Work to complete »
Take the entries below and print all of them exactly, please.

Records provided »

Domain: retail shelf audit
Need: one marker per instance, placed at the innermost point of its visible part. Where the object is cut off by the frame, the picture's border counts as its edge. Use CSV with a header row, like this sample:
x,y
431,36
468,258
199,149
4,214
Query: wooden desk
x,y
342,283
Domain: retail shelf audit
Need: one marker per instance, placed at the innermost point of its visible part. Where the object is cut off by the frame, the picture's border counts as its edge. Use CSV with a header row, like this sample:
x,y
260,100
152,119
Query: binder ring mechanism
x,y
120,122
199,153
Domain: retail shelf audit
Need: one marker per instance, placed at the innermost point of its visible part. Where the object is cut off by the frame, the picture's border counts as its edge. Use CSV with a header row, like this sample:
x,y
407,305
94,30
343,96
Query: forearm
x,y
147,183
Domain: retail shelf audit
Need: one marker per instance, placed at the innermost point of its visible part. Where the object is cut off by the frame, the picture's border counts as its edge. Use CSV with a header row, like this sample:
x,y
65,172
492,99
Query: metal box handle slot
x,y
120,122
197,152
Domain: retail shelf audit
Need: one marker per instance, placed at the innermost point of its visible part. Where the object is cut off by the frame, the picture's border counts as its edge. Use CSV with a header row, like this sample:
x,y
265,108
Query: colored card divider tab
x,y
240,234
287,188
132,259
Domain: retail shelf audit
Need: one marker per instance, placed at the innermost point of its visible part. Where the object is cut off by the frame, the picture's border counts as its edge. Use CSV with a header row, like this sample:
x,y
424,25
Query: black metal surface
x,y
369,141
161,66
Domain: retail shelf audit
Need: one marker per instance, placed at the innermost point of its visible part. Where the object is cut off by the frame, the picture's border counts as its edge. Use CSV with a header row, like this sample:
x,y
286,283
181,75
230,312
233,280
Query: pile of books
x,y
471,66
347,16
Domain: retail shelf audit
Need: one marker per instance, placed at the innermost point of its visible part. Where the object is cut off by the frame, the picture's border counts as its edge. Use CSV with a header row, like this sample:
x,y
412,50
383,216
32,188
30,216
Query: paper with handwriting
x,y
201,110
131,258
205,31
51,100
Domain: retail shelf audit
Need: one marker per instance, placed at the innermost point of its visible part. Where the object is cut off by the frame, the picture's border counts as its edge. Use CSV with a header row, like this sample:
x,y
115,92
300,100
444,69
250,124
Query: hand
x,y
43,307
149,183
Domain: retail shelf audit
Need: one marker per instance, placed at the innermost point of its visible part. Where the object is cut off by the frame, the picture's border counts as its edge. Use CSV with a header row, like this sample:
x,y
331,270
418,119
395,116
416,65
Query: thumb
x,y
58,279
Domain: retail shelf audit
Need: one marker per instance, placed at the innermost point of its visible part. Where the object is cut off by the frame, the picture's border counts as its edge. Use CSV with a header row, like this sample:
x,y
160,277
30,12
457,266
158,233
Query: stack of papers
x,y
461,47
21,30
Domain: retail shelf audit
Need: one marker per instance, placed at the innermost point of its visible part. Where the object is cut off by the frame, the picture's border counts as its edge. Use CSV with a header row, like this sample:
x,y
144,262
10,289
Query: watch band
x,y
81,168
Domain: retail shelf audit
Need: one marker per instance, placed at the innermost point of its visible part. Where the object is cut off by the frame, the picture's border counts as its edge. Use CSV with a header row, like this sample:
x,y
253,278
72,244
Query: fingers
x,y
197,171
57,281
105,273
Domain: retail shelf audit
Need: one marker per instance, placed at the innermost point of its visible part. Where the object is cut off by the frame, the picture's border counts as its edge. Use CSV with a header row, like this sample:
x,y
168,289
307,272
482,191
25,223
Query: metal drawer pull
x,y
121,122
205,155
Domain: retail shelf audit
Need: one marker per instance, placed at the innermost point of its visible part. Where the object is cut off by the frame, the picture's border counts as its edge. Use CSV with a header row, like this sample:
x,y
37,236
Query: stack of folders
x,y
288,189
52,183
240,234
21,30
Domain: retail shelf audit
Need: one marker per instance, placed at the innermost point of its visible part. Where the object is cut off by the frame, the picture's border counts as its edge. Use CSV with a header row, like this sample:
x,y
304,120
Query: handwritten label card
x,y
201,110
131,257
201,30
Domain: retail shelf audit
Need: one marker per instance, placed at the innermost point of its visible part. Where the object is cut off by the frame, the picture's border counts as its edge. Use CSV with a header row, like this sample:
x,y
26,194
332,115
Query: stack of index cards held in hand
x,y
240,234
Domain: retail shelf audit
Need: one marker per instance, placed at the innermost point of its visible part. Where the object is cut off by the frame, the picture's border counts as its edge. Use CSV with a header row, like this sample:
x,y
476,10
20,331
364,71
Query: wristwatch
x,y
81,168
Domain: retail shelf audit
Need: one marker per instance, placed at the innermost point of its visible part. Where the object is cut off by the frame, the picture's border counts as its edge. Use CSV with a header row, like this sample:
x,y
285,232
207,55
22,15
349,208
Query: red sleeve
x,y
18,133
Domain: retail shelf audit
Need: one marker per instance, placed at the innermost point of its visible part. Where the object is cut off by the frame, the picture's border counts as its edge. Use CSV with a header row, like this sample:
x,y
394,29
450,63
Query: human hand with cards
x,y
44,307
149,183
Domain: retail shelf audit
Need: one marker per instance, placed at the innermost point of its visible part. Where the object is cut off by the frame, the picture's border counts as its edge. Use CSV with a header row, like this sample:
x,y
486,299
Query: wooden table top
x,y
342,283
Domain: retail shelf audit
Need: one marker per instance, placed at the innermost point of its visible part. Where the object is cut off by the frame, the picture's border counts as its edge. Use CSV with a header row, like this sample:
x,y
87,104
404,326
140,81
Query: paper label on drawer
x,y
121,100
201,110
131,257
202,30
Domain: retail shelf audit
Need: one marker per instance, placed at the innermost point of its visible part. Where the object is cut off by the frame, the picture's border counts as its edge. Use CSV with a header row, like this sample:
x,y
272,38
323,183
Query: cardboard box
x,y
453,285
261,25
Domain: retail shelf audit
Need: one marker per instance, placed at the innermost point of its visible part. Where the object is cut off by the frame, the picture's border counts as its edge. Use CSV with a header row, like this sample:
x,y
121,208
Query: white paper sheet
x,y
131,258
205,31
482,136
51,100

Solution to the exercise »
Domain: retail shelf audit
Need: one marker per instance, placed at the innermost point of its visible part. Where the object is cut off by the frame, the picture's border counts as its edge. Use CSV with a header row, like this sample:
x,y
431,36
468,258
199,149
4,214
Query: wooden desk
x,y
342,283
Domain: retail shelf audit
Need: one marker per instance, placed at the innermost point of its visible part. Where the object is cut off by the frame, the picture's border counts as its edge. Use CSV with a header row, like this sample:
x,y
260,100
152,119
Query: binder ring mechanism
x,y
120,122
199,153
Domain: retail shelf audit
Need: one marker per instance, placed at the innermost point of its visible part. Where the object is cut off by the frame, the picture's border counts as its edge. Use CSV with a header row, like this sample:
x,y
407,305
94,30
343,96
Query: forearm
x,y
147,183
Domain: retail shelf audit
Need: one marker per instance, placed at the innermost point of its visible part. Where the object is cut off by the frame, the picture's border counts as its edge. Use CSV with a header row, like this sample:
x,y
65,172
492,99
Query: metal box handle slot
x,y
120,122
197,152
Domain: retail shelf audit
Need: one marker per instance, placed at the innermost point of its visible part. Where the object is cut off by the frame, the picture's border counts as its edge. Use CSV with a header row, like this sample:
x,y
265,108
Query: colored card divider tab
x,y
240,234
287,188
132,259
Domain: retail shelf audit
Need: one marker per instance, placed at the innermost point of its visible part. Where the object is cut off by the frame, the picture's border counts as its edge. Use CSV with a header row, like this sample:
x,y
424,25
Query: black metal surface
x,y
369,141
161,66
Domain: retail shelf audit
Need: one marker per instance, placed at the innermost point of its visible part. Where the object is cut off by the frame, the picture's border counts as its edge. Use CSV with a header row, like this sample:
x,y
286,283
181,75
230,312
233,280
Query: pile of books
x,y
471,66
347,16
Domain: retail shelf audit
Need: one marker per instance, placed at the innermost point of its visible part. Where the object is cut off by the frame, the picture's border counts as its edge. Use CSV with a header row, like this sample:
x,y
412,50
383,216
32,188
30,216
Query: paper with handwriting
x,y
201,110
131,258
205,31
51,100
Domain: retail shelf audit
Need: one marker per instance, placed at the innermost point of its visible part. Where the object is cut off by the frame, the picture's border counts as its edge. Use CSV with a header row, like this sample:
x,y
115,92
300,100
444,69
250,124
Query: hand
x,y
43,307
149,183
Domain: retail shelf audit
Need: one marker per instance, placed at the innermost point of its visible part. Where the object is cut off by the frame, the picture's border counts as its edge. Use CSV with a header row, like this sample:
x,y
331,270
418,119
395,116
416,65
Query: thumb
x,y
58,279
Domain: retail shelf audit
Need: one marker per instance, placed at the innermost point of its visible part. Where the object is cut off by the frame, the picture's border counts as its edge. Use CSV with a header row, like this sample:
x,y
160,277
30,12
457,266
158,233
Query: stack of papers
x,y
461,47
21,30
Domain: retail shelf audit
Need: one marker per instance, placed at the innermost point of its visible part. Where the object is cut off by the frame, the picture's border counts as its edge. Use CSV with a header row, like this sample:
x,y
144,262
10,289
Query: watch band
x,y
81,168
Domain: retail shelf audit
Need: one marker per instance, placed at the innermost point of its visible part. Where the object is cut off by the frame, the picture's border counts as its edge. Use CSV with a header row, like this sample:
x,y
253,278
72,244
Query: fingers
x,y
197,171
57,281
105,273
Domain: retail shelf audit
Need: one marker per instance, placed at the innermost point of its visible part. Where the object is cut off by the frame, the picture's border counts as its edge. Use CSV with a header row, like this sample:
x,y
168,289
307,272
482,191
25,223
Query: metal drawer pull
x,y
121,122
205,155
Domain: retail shelf audit
Need: one marker per instance, placed at the innermost point of its visible part. Where the object is cut off by the frame, the picture's border counts as its edge. Use CSV with a header row, like this sample:
x,y
37,236
Query: stack of folders
x,y
288,189
52,183
240,234
21,30
Domain: retail shelf audit
Need: one marker per instance, placed at the innermost point of its visible part. Where the object is cut off by the frame, the picture's border counts as its edge. Use CSV with a header row, like this sample:
x,y
304,120
Query: handwritten label card
x,y
201,110
131,257
201,30
Domain: retail shelf audit
Need: one marker per instance, placed at the innermost point of its visible part. Where the object is cut off by the frame, the picture's border counts as its edge. Use CSV with a header row, like this sample:
x,y
26,194
332,115
Query: stack of index cards held in hand
x,y
240,234
Domain: retail shelf audit
Need: one marker per instance, placed at the innermost point of its visible part. Where the object is cut off by the frame, the picture's border counts as its edge. Use CSV with a header row, like this sample:
x,y
476,10
20,331
364,71
Query: wristwatch
x,y
81,168
Domain: retail shelf audit
Need: one marker per instance, placed at the innermost point of its visible part. Where the object is cut off by the frame, the picture's border counts as its edge. Use CSV with a header row, like this sample:
x,y
285,232
207,55
22,15
349,208
Query: red sleeve
x,y
18,133
Domain: retail shelf audit
Need: one marker per instance, placed at the innermost point of its visible part. Where the object is cut off by the frame, the picture's border counts as its edge. Use CSV with a header row, like this sample:
x,y
394,29
450,63
Query: human hand with cards
x,y
44,307
149,183
Domain: retail shelf audit
Need: one marker per instance, placed at the innermost point of its visible part. Where the object is cut off by the frame, the picture's border counts as its edge. Use CSV with a header row, like this sample:
x,y
486,299
Query: wooden table top
x,y
342,283
Domain: retail shelf audit
Need: one marker per instance, placed at the innermost point of its visible part. Where the object is cut off by the frame, the picture's border counts as its edge. Use CSV with a header row, like this sample:
x,y
87,104
404,326
140,81
Query: paper label on drawer
x,y
121,100
201,110
131,257
202,30
Domain: retail shelf audit
Need: one marker per instance, placed at the innermost point of its visible part. Where the object is cut off by the frame, the picture's border counts as its edge. Use CSV with a header row, like this sample:
x,y
272,38
323,183
Query: cardboard box
x,y
453,285
261,25
Domain: retail shelf audit
Need: one marker per instance, placed at the innermost point of its visible part. Where the object is cut off by the frame, the picture's border counts as its edge. Use CSV with a header row, like this sample:
x,y
121,208
Query: white paper sheet
x,y
131,258
205,31
482,136
51,100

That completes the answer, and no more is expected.